■ **What you have to do**
Reproduce word for word the stretch of the digital payments guide that opens with the words containing "Digital payments are" and closes with "sending an email.".

What Are Digital Payments? Complete Guide for Merchants & Consumer

What Are Digital Payments? Complete Guide for Merchants & Consumer
Global digital payment transaction values surpassed $9 trillion in 2023 and are forecast to reach $14.8 trillion by 2028, according to the FIS Worldpay Global Payments Report. Behind that number is a structural shift that is already complete for much of the world: cash is no longer the default, and for a growing share of consumers and businesses, it is not even an option.
Digital payments: transactions conducted electronically, without the exchange of physical currency, now underpin virtually every corner of commerce. You use them when you tap your phone at a coffee shop, when you split dinner via an app, when your employer pays your salary via bank transfer, and when you buy something from an overseas retailer you will never physically visit.
This guide explains how digital payments work, breaks down every major payment type, and gives both consumers and merchants a practical framework for choosing the right solution in 2026.

What Are Digital Payments?


A digital payment is any transfer of value between a payer and a payee conducted through electronic means, no physical cash, cheque, or paper instrument required. The payer's device (phone, computer, card reader) communicates with a payment network, which verifies the transaction and moves funds between accounts.
Digital payments are not new. Electronic wire transfers have existed since the 1870s. What has changed in the past decade is the speed, accessibility, and diversity of digital payment methods, from sub-second mobile wallet taps to cross-border real-time transfers that take less time than sending an email.

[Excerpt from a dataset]
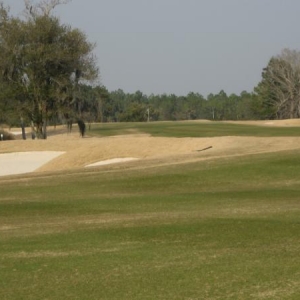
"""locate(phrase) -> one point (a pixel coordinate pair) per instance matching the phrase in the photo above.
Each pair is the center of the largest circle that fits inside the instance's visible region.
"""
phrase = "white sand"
(25, 162)
(111, 161)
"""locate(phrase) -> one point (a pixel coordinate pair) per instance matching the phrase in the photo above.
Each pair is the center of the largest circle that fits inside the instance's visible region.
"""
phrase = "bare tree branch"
(44, 7)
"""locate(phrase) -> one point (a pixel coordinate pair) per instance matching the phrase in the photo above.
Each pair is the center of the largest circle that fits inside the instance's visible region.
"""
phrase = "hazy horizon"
(182, 46)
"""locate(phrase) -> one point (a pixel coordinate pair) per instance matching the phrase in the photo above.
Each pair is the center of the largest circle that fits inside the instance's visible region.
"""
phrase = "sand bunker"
(111, 161)
(45, 155)
(25, 162)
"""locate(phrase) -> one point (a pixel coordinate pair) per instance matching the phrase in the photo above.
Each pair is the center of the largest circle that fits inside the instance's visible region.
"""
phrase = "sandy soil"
(80, 152)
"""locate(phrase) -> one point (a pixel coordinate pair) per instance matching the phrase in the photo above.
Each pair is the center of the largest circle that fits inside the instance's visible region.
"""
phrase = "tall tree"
(279, 89)
(45, 59)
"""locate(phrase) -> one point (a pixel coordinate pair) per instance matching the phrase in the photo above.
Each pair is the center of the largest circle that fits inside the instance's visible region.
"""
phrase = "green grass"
(222, 229)
(192, 129)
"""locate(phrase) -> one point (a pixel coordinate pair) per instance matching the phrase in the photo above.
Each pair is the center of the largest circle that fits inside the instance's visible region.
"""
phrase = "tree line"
(49, 75)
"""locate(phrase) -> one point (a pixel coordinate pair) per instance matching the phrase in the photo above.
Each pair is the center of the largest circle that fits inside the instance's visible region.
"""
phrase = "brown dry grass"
(83, 151)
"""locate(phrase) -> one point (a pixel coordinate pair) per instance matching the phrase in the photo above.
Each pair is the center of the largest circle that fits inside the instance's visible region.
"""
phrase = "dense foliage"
(47, 70)
(42, 63)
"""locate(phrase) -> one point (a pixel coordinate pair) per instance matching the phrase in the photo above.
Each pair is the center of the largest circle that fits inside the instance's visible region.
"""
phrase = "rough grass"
(222, 229)
(193, 129)
(6, 135)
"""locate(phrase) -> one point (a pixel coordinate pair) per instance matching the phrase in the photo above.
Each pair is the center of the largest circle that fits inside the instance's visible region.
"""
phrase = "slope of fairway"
(224, 228)
(156, 150)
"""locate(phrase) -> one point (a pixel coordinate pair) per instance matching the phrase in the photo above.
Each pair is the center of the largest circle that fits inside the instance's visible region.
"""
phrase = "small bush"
(6, 136)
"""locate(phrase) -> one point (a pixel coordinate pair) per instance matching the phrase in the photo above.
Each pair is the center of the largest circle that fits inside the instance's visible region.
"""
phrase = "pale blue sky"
(182, 46)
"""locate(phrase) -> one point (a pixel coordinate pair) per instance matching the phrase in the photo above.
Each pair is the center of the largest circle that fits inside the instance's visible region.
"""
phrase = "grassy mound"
(218, 229)
(6, 135)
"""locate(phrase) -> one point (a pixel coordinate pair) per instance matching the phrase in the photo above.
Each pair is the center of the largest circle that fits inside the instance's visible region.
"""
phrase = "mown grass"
(192, 129)
(222, 229)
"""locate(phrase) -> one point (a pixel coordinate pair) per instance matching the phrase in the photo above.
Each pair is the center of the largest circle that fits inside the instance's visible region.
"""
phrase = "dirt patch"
(80, 152)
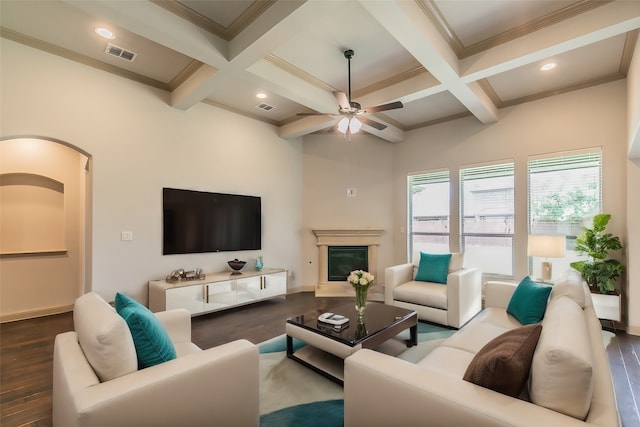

■ **Answer for the task**
Digital payments are not new. Electronic wire transfers have existed since the 1870s. What has changed in the past decade is the speed, accessibility, and diversity of digital payment methods, from sub-second mobile wallet taps to cross-border real-time transfers that take less time than sending an email.